# Text passage
Prince Charles visited Charleston in 1990 and specifically asked to see one of the newly created scattered-site public housing units. As a student of architecture, he felt that Charleston had an important lesson to teach about building better, beautiful housing for poor people. He visited the home of an elderly lady. "She was amazingly at ease when she met with him," recalls Riley. "She knew he was to be the next king of England, but she also knew that she lived in a handsome home — an apartment with a street number, not a unit in some monolith. She felt a sense of ownership and that made her proud."

Some of the city's scattered-site homes have spurred private redevelopment around them. President Reagan, in a ceremony at the White House in 1985, presented Mayor Riley with a Presidential Award for Design Excellence for public housing in Charleston. The city's designs for low-income housing have won other national design awards, including several from the American Institute of Architects.


POSITIVE STEPS

Mayor Riley says he never expected to be mayor for 29 years. In 1994, he ran for governor but lost the runoff for the Democratic party nomination by a slim margin. Four years later, he was asked to run again, but declined. In 2000, he entered the national political arena with his "Get in Step" march to remove the Confederate flag from atop the South Carolina State House.

A series of records
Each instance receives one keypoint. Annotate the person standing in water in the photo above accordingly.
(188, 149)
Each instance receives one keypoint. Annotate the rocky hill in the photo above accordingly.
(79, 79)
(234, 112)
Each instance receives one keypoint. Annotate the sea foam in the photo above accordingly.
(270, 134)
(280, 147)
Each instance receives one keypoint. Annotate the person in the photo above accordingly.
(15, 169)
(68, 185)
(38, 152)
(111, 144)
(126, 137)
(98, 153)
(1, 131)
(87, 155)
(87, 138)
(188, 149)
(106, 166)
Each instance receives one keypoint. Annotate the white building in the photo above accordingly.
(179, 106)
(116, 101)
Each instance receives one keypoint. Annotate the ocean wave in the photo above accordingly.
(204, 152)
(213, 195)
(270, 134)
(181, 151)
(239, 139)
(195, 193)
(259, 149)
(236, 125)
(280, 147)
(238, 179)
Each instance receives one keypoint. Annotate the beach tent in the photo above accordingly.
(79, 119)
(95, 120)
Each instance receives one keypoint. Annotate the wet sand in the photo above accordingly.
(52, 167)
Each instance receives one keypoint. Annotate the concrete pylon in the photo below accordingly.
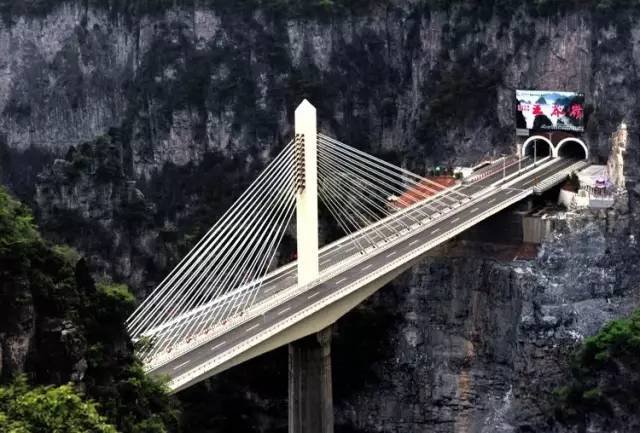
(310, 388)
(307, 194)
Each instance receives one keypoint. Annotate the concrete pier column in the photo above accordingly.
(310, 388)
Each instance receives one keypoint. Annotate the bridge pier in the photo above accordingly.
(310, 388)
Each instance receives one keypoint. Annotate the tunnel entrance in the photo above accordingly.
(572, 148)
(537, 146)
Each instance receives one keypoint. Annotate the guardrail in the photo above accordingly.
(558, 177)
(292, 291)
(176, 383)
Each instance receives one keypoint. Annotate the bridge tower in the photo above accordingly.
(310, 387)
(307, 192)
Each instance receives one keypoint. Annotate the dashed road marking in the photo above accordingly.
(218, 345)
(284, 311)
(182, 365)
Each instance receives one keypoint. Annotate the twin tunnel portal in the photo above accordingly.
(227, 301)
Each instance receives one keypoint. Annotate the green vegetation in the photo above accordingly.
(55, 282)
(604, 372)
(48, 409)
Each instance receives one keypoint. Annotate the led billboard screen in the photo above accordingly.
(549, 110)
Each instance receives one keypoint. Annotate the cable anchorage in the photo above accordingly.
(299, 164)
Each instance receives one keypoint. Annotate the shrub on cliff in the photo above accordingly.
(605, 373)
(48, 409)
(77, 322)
* * *
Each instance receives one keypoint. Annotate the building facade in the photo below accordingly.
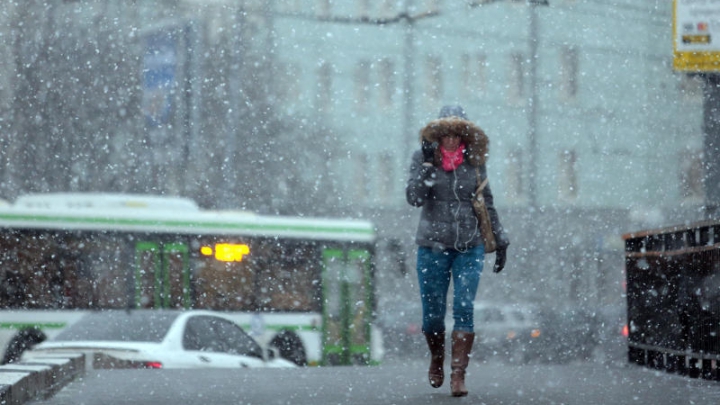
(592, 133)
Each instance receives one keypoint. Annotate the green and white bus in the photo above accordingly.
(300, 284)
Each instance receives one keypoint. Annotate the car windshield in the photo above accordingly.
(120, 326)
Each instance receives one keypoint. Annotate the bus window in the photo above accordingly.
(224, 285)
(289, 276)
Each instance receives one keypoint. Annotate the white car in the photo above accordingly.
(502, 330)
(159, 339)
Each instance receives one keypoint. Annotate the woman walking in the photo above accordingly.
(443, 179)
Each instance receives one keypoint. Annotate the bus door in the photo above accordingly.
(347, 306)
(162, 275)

# Goal of the exercise
In the passage about Charleston's public housing, why was the elderly woman at ease when Prince Charles visited her home?

# Output below
She knew she lived in a handsome home, an apartment with a street number rather than a unit in some monolith. That gave her a sense of ownership, which made her proud.